(Object pointing dataset rows)
==================================================
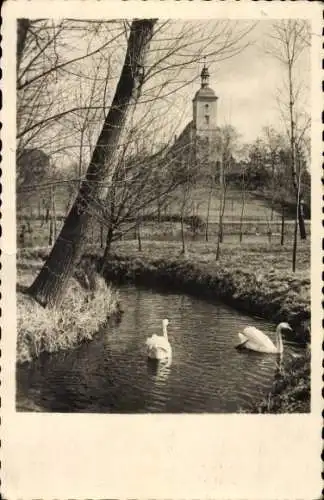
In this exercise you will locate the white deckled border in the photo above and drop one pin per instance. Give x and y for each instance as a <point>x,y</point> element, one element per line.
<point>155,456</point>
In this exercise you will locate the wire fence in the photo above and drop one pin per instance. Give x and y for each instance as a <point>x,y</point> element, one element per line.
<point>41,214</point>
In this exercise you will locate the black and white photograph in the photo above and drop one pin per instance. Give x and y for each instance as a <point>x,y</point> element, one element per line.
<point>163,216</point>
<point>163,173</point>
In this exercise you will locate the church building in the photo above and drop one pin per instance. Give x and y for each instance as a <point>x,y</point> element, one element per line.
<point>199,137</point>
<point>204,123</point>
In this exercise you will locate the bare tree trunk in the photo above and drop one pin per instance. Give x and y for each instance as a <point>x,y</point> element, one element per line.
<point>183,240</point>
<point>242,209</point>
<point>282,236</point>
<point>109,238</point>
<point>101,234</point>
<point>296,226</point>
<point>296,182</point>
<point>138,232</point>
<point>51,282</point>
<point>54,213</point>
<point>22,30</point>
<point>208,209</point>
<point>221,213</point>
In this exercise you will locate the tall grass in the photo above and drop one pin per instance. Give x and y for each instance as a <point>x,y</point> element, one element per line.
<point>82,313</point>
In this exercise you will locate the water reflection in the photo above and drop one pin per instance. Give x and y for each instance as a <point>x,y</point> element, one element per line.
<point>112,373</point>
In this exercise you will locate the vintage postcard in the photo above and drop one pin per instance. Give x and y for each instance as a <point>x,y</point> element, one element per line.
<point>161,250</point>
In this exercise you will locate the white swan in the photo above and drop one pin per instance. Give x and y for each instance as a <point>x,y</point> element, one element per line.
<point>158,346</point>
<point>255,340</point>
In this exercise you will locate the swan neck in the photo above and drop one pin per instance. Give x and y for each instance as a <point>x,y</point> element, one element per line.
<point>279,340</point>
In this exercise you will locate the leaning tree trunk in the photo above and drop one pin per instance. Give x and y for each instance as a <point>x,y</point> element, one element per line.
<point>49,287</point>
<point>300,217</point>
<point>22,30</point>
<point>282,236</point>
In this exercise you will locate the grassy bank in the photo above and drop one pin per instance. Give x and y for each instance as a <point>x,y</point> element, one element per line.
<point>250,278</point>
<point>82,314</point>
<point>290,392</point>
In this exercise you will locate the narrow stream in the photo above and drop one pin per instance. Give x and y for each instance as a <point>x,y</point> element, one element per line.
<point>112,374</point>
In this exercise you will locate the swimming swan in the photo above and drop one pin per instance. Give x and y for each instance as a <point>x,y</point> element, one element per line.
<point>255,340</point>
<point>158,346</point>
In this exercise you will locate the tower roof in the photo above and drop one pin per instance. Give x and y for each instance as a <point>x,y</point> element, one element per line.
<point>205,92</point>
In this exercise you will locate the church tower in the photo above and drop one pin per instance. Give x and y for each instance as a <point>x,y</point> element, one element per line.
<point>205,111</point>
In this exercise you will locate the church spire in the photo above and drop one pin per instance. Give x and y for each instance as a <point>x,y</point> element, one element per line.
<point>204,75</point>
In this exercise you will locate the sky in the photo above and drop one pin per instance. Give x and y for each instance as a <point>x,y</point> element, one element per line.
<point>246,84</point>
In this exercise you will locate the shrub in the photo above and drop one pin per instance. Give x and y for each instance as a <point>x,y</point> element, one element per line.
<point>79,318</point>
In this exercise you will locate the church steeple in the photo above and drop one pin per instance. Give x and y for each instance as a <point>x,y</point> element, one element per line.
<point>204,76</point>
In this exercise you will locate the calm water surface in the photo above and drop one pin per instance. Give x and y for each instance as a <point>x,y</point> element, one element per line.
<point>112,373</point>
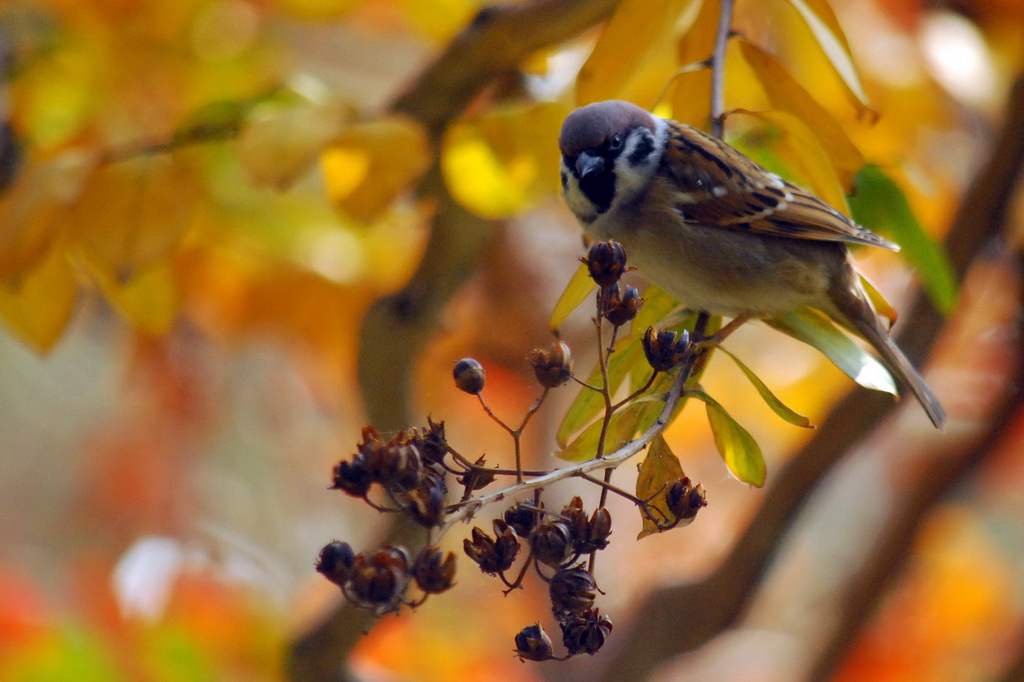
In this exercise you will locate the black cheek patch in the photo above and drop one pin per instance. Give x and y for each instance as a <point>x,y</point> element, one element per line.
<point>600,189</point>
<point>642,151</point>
==================================================
■ **Work to be completed**
Rewrite the items from the start through the line containing "<point>161,250</point>", inclusive, with "drop one pin per instance" changed to "place one marker per instance" and all else unchanged. Give only those lines, and leave out the pictures.

■ **Exercise output**
In this exercise you will locate the white deckled border in the photo above and place one marker per instance. Give x and y for each instance as a <point>x,y</point> element, one element per line.
<point>155,456</point>
In this exercise you will locate the wire fence in the photo above and place one marker per instance. Give x and y for each instance as a <point>x,y</point> element, one element per line.
<point>41,214</point>
In this exercise you will locate the black and white photograph in the photo above and place one marker per instance. Give x and y for each instance as a <point>x,y</point> element, one element per line.
<point>163,216</point>
<point>163,173</point>
In this exercise you will locate the church building in the photo above and place one marker per instance. Give x and y for each instance as a <point>x,y</point> element, one element per line.
<point>199,137</point>
<point>204,123</point>
In this exercise you will locate the bare tree trunk in the photo above and place one marker per instance. Give x and y for each instance as a <point>x,y</point> element, one element per line.
<point>183,240</point>
<point>242,209</point>
<point>282,236</point>
<point>109,238</point>
<point>101,234</point>
<point>296,226</point>
<point>296,182</point>
<point>138,232</point>
<point>51,282</point>
<point>54,213</point>
<point>22,30</point>
<point>208,209</point>
<point>221,213</point>
In this exercise you will locate the tall grass in the photo above and place one marker per instance. Give x and y for each instance as a <point>x,y</point> element, one element per line.
<point>82,313</point>
In this exercise you will locate the water reflection in the photo above and place one marker per instance. Give x and y for each instance as a <point>x,y</point> element, one element per line.
<point>112,373</point>
In this exercise you will locate the vintage postcard in the photo above and place one marker per instance. Give x and y for each instance as a <point>x,y</point> element, one element per line.
<point>161,250</point>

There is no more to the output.